- Try it
In the data below, find the line that contains "point_to(query) gives the position of every instance of the thin" and the line that contains "of the frontmost". Copy both, plus every line between them, exactly.

Data excerpts
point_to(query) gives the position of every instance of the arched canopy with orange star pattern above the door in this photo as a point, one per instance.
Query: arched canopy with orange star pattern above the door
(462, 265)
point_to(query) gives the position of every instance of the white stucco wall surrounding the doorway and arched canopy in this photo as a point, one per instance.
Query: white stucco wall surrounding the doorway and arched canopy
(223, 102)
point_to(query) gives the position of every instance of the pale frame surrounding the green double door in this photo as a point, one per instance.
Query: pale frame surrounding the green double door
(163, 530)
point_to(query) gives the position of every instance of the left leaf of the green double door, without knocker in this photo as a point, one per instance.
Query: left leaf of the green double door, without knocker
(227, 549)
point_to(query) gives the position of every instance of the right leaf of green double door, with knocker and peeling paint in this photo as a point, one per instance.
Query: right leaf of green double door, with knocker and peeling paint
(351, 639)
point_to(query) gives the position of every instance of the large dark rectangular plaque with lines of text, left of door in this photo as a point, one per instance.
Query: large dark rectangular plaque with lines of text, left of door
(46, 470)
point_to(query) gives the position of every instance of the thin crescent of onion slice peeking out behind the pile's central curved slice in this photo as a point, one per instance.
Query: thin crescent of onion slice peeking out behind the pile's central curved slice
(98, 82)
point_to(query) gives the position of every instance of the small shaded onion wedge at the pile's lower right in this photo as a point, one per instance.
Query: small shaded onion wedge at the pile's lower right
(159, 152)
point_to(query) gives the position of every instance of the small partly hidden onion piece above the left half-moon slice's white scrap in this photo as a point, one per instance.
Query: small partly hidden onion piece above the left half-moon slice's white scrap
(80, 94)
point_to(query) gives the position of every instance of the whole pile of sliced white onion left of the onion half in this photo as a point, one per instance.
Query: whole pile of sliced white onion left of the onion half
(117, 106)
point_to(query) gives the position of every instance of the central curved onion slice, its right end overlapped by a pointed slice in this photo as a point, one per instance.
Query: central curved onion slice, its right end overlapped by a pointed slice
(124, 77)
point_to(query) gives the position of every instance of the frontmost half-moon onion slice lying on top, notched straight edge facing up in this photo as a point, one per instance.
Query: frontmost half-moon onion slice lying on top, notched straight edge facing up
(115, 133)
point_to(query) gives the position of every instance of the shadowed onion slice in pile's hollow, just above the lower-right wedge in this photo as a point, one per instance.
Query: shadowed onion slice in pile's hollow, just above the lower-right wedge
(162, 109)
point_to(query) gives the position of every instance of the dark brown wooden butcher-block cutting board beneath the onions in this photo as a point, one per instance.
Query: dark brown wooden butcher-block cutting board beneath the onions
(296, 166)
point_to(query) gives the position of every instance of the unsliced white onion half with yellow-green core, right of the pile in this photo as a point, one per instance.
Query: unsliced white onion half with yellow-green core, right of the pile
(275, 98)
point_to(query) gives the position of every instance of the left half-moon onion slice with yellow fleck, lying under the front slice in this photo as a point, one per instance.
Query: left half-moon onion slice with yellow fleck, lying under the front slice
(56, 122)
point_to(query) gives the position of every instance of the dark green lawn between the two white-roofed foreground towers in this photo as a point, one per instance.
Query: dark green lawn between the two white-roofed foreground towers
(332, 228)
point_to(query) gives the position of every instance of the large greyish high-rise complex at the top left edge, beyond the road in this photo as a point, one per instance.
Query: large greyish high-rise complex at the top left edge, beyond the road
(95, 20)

- Finished task
point_to(query) gives the position of every instance of the thin crescent of onion slice peeking out behind the pile's central curved slice in this photo as a point, one per instance.
Query: thin crescent of onion slice peeking out behind the pile's central curved slice
(98, 82)
point_to(query) gives the position of every instance of the small shaded onion wedge at the pile's lower right in this photo as a point, one per instance.
Query: small shaded onion wedge at the pile's lower right
(159, 152)
point_to(query) gives the position of every instance of the small partly hidden onion piece above the left half-moon slice's white scrap in this photo as a point, one per instance.
Query: small partly hidden onion piece above the left half-moon slice's white scrap
(80, 94)
point_to(query) gives the position of every instance of the whole pile of sliced white onion left of the onion half in this photo as a point, one per instance.
Query: whole pile of sliced white onion left of the onion half
(117, 106)
point_to(query) gives the position of every instance of the central curved onion slice, its right end overlapped by a pointed slice in this photo as a point, one per instance.
Query: central curved onion slice, its right end overlapped by a pointed slice
(124, 77)
point_to(query) gives the position of every instance of the frontmost half-moon onion slice lying on top, notched straight edge facing up in this photo as a point, one per instance.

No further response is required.